--- EXCERPT ---
Lockdown: Lightened by the blinds

Despite loosening restrictions on Oahu, I’m keeping myself away from friends and strangers for two reasons, which I am grateful to say are common among many of my friends and acquaintances: I don’t want to contribute to the spread and if my parents need me, I want to be available without putting them at greater than necessary risk.

Since the start of the lockdown March 19, I’ve seen my parents three times: mothers day, fathers day, and my mom’s birthday. All three times I stayed downstairs, wearing a mask, while they stayed upstairs. We called to each other. The dog came down to say hi.

I saw Penny once. She came out to my car and took half a pie out of the back seat of my car, reaching through the window.

I saw Sylvia once. I handed her some yeast. She gave me some kale. We met in a parking lot, handing the goods to each other through our driver-side windows.

I saw Crush Girl once. We met in a parking structure so I could give her an empty one-gallon water jug. I set it down on the floor between our cars, then stepped away so she could pick it up. We spoke to each other from across our vehicles, for like three minutes.

I saw coworkers John, Alice, Patty, and Aileen in the office. John and Alice were on a Saturday afternoon. I thought I’d be the only one in, but boy was I wrong. That was a stressful couple of hours. We all worked in very distant areas of the office, with walls and doors to separate us, but it was also very early in the lockdown and I did not like being in that space one bit while others were in it too. I saw Aileen about a month ago, when I went in early on a Saturday morning rather than my usual Sunday. That was also stressful. She works in the office on a regular schedule, so she’s used to it. I vowed to avoid Saturday in the office. I saw Patty a couple of weekends ago. She needed to get in for a while and I had my usual Sunday stuff to do, so we were in there together for a few hours, in separate areas separated by walls and doors. Sliiiiightly less stressful because she’s one of my best friends in the office, but still stressful!

So it’s nine encounters with people I know in nine months of the pandemic, or something. I’m not going back up to count them. That sounds like a lot to me, considering how utterly isolated I mostly feel, but I guess one run-in with a friend or family member per month is kind of spare.

My dad emailed me a few days ago to ask for some help hanging new vertical blinds. The blinds in my parents’ house are as old as the house. That’s 35 years. I admit I was a little nervous, but I reminded myself that I keep myself safe and healthy so I can be there if they need me. I don’t consider vertical blinds very important or pressing, but I also have a job that keeps me busy five days a week. My parents are locked away with each other for company and no schedule. If they’re keeping themselves busy with house projects, I’m all for it. I’ve even ordered things from Amazon for my dad and had them delivered there so he could work on some of them.

--- GIVEN INFORMATION ---
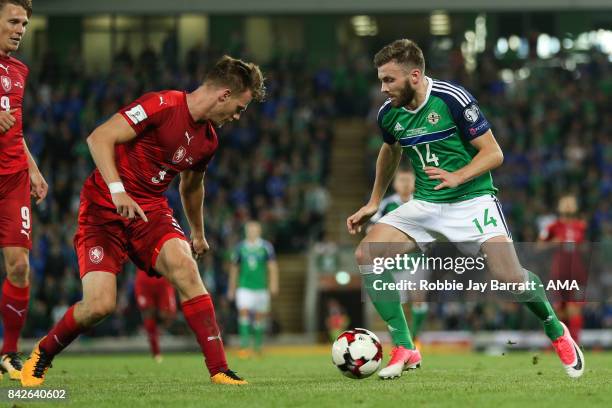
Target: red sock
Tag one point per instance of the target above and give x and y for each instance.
(200, 315)
(62, 334)
(574, 325)
(151, 328)
(14, 309)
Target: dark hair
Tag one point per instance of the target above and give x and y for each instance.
(26, 4)
(238, 76)
(404, 52)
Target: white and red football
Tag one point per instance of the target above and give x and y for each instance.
(357, 353)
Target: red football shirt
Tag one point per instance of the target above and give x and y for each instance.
(168, 142)
(565, 231)
(13, 76)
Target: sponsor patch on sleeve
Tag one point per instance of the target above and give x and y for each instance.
(471, 113)
(136, 114)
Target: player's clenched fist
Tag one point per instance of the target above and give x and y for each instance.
(356, 221)
(38, 186)
(7, 120)
(126, 207)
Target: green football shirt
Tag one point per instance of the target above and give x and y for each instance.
(438, 134)
(252, 260)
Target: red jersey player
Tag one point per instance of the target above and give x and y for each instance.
(123, 211)
(155, 297)
(568, 232)
(19, 178)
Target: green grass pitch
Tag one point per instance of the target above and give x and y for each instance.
(305, 379)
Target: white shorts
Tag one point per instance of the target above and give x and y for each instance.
(470, 222)
(256, 300)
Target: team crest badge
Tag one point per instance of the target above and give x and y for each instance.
(6, 83)
(179, 155)
(96, 254)
(471, 113)
(433, 118)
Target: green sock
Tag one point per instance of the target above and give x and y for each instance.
(536, 301)
(419, 313)
(244, 332)
(258, 331)
(388, 306)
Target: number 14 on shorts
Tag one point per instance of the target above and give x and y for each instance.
(486, 221)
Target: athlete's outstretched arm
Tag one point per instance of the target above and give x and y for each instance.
(191, 189)
(233, 278)
(386, 165)
(38, 183)
(101, 144)
(489, 157)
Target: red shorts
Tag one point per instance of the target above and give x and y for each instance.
(15, 210)
(104, 239)
(154, 293)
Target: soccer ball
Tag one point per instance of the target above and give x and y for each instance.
(357, 353)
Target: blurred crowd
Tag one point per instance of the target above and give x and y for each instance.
(272, 166)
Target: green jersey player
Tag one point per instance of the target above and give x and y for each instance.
(451, 146)
(403, 187)
(253, 277)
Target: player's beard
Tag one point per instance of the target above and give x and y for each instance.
(405, 97)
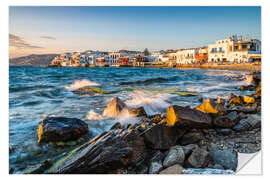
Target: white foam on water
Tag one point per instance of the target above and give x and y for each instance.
(81, 83)
(92, 115)
(153, 103)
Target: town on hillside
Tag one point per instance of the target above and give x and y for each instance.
(232, 50)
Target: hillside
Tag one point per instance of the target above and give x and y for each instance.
(32, 60)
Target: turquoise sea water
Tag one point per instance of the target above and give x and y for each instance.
(35, 93)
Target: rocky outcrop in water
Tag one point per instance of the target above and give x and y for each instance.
(54, 129)
(186, 140)
(187, 117)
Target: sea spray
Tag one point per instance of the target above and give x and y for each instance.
(81, 83)
(152, 103)
(92, 115)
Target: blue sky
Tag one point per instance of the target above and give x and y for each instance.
(58, 29)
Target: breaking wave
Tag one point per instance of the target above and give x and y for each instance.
(81, 83)
(152, 103)
(149, 81)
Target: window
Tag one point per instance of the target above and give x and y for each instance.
(220, 49)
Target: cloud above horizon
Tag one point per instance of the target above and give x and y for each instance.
(18, 42)
(48, 37)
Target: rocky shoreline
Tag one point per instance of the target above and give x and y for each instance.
(185, 140)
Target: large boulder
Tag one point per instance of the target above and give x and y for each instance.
(175, 169)
(191, 138)
(187, 117)
(176, 155)
(227, 121)
(54, 129)
(136, 112)
(254, 120)
(114, 108)
(209, 106)
(162, 137)
(225, 158)
(105, 153)
(199, 158)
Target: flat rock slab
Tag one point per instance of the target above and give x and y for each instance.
(187, 117)
(162, 137)
(54, 129)
(104, 154)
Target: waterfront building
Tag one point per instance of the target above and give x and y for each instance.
(186, 56)
(234, 49)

--- EXERCISE DESCRIPTION ---
Could you continue the lockdown post about hanging the vertical blinds, picking up right after its last sentence? You can set the lines above aside; they aren't needed here.

--- SOLVED EXERCISE ---
So Saturday morning I drove over. I picked up a dozen manapuas in two boxes (one for me and one for them) on the way. We got started at about 9:30 on a project my dad predicted would take “a couple of hours.”

We killed that thing. The living room looks fricking great. These blinds are lighter and brighter, so even when they’re closed they make the living room brighter than it was. And it took pretty close to a couple of hours. We took a break midway through, during which I chatted with my mom a bit. My dad and I chatted while we worked, of course. I wore a mask. I tried to keep my distance, but you could tell my parents just weren’t worried about catching something from me. I kept edging away when they got close, but they seemed oblivious and often stepped closer. They were happy to see me.

I was happy to see them too. Seriously, this lockdown has been surprisingly rough in this respect. But dang it, I did not need them to be breathing my germs.

I was out by half past noon. Came home, took a nap, did the crossword, read the news, watched the news. Thought about NaNoWriMo. Vegged.

Strangely, I skipped breakfast (tried to get another 20 minutes of sleep before heading to the folks’ house) and had a couple of manapuas for lunch. Then one more for dinner. I had some chips in between. That was all I ate.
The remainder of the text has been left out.